==== Reading passage ====

It boils down to the little things as well, such as the no balloon policy in West Hills High School, located in Santee California. Here at Olympia, students will give their friends gifts and balloons on their birthday and other occasions, where West Hills students have no privilege to do so. There is also a dress code difference between these two schools. For example, pajamas are against West Hill’s dress code, while at Olympia some kids don’t wear anything but pajamas to school. The disciplinary actions for violating the West Hills dress code includes a fine for not returning borrowed school clothing. In the Olympia High School dress code, there is no mention of a fine for not returning borrowed clothing.

 

At Olympia, students do feel they have freedoms and are appreciative. “I would say from my experience and knowledge, students have lots of freedom to express themselves and the community is friendly and laid back. I feel safe here too,” says Sophomore Luke Davis. Davis isn’t the only one who feels OHS has a friendly environment, Sophomore Jamie McAlpin says, “I feel that it is definitely less strict than most schools. That the only thing that would be dress coded is just what people typically shouldn’t wear. I like that teachers can establish their own rules in their own classrooms too.” McAlpin mentioned that the typical school freedom doesn’t just apply to students, but teachers as well. It isn’t unusual for there to be different rules for different classrooms set by the teachers themselves. Sophomore Mikey Scafe recalls the difference between previous schools and OHS. “In the middle schools I went to, Brentwood Middle in Brentwood, Tennessee and Johnnie R. Carr in Montgomery, Alabama, No earrings bigger than a dime, no branded clothing, no purse bigger than a half sheet of paper, basically no opinion was allowed and you had to walk down the halls in lines and be silent. It wasn’t a religious school, but if you weren’t Christian, it seemed like you were looked down upon.”

====

Aim of the exercise: Please translate this sentence from the school rules article into Spanish: "There is also a dress code difference between these two schools." The records come from a separate source.

==== Record extracts ====

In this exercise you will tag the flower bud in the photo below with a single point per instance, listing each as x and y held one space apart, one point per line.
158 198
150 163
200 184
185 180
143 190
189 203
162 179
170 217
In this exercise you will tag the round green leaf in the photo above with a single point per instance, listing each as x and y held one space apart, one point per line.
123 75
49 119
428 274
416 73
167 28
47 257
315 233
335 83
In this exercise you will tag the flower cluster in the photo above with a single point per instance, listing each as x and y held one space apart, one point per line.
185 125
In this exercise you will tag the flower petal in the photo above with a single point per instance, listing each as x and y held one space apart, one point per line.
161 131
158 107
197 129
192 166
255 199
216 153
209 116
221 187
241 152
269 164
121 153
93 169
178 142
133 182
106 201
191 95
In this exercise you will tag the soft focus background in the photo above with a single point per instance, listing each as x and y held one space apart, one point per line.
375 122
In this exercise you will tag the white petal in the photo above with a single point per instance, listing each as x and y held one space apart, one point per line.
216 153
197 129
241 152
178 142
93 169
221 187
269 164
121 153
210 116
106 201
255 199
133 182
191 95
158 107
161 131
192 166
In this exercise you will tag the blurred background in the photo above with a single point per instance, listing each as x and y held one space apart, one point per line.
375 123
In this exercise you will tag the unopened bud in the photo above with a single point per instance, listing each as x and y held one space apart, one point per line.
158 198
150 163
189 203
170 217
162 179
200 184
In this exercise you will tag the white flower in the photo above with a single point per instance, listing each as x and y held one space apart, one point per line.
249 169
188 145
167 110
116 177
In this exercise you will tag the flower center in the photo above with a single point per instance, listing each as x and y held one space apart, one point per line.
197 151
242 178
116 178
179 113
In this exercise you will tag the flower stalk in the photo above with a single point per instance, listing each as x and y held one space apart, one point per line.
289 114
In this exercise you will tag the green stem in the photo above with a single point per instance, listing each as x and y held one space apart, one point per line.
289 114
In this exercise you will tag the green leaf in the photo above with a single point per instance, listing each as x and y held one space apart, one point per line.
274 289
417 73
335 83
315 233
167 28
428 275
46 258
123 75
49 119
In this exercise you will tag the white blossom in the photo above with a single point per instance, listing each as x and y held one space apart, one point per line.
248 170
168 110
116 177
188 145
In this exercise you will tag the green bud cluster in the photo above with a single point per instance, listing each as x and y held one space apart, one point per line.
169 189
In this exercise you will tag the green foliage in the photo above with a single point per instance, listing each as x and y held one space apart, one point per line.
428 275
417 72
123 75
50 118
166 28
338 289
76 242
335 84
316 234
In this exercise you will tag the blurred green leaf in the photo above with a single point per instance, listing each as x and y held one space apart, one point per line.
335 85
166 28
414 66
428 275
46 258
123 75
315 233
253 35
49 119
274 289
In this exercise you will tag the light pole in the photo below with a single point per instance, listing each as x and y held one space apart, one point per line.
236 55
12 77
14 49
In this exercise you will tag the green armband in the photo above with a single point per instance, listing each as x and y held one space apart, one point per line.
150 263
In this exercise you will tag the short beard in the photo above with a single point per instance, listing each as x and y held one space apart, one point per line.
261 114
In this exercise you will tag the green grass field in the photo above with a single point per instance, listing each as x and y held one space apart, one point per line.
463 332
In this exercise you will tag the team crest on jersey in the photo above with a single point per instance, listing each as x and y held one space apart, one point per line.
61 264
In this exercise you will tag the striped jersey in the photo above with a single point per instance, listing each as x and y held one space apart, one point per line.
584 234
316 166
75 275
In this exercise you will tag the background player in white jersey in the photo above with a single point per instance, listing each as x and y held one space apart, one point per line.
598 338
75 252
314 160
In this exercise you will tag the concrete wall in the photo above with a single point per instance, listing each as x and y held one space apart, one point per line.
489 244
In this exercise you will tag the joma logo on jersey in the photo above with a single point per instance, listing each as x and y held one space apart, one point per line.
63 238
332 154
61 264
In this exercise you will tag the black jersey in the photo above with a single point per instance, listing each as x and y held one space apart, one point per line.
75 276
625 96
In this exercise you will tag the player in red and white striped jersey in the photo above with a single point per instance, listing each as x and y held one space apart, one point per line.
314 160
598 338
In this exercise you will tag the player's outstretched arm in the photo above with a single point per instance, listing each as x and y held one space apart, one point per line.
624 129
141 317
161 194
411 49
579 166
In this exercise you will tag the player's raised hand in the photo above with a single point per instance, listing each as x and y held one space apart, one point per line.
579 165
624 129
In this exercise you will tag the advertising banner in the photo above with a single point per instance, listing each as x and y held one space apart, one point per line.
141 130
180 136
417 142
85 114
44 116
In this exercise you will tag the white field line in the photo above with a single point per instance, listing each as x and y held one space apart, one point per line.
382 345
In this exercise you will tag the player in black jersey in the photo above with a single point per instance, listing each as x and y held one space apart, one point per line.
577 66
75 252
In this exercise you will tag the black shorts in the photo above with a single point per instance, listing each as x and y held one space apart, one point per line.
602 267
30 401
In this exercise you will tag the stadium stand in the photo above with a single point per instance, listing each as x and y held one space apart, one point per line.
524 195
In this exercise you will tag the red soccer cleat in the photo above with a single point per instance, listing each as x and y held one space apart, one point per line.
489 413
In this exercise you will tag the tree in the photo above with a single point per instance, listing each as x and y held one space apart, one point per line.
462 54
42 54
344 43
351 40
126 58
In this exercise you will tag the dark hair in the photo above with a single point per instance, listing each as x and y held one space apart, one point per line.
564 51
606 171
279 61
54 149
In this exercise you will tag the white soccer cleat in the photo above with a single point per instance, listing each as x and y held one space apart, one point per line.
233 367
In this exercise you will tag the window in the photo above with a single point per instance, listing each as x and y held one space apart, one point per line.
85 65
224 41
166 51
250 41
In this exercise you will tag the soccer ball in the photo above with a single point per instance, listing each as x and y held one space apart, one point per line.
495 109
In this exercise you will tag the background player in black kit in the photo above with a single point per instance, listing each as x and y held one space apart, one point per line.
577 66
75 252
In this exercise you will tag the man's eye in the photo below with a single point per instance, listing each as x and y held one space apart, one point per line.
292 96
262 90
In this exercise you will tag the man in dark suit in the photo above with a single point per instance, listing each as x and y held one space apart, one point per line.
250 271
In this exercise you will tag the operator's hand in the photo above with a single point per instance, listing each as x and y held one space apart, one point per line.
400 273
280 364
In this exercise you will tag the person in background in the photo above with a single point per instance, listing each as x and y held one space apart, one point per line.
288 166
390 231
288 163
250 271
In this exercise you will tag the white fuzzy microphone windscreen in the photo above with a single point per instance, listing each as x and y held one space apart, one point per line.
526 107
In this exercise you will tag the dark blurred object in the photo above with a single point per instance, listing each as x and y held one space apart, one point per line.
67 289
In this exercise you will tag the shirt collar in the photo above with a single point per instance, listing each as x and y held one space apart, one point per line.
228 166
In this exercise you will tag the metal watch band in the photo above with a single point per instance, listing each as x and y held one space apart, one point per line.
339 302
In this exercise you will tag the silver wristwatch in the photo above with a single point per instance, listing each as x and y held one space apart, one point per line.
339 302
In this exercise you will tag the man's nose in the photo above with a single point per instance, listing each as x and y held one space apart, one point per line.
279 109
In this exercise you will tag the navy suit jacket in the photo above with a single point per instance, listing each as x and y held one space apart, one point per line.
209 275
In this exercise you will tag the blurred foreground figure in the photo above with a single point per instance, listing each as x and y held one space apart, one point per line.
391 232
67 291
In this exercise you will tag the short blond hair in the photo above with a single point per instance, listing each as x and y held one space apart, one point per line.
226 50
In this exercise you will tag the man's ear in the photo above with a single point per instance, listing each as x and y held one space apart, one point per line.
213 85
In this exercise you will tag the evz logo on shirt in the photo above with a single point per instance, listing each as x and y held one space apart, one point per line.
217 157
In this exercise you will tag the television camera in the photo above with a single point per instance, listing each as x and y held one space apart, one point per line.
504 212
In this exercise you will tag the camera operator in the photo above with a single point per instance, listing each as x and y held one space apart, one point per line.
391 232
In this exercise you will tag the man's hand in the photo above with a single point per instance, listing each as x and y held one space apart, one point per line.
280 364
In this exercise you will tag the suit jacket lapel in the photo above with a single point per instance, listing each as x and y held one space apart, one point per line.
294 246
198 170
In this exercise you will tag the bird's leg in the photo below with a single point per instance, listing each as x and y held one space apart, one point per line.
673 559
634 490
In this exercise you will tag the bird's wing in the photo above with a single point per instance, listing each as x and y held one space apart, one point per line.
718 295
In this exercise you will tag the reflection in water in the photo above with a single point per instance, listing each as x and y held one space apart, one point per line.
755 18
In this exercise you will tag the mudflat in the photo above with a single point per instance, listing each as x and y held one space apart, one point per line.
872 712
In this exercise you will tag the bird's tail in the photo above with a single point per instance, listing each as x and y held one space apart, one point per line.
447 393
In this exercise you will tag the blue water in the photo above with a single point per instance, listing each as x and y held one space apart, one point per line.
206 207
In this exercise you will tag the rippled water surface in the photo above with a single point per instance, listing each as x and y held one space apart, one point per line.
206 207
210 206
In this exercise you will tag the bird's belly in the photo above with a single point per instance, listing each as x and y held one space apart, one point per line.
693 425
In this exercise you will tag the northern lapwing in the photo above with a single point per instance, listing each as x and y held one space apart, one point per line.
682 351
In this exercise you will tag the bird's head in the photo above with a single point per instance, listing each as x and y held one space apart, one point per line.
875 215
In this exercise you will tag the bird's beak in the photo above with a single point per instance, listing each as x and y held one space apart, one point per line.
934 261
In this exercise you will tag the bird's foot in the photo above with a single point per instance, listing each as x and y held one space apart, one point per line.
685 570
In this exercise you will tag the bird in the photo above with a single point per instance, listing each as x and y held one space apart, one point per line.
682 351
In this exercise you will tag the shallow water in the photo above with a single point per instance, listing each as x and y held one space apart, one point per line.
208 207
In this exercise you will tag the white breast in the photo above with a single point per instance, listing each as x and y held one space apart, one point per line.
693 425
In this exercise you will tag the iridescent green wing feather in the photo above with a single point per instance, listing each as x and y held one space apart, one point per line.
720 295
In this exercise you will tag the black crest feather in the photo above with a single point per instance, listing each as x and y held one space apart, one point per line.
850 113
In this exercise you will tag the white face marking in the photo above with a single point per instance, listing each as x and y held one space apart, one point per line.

====

Full solution: También hay una diferencia en el código de vestimenta entre estas dos escuelas.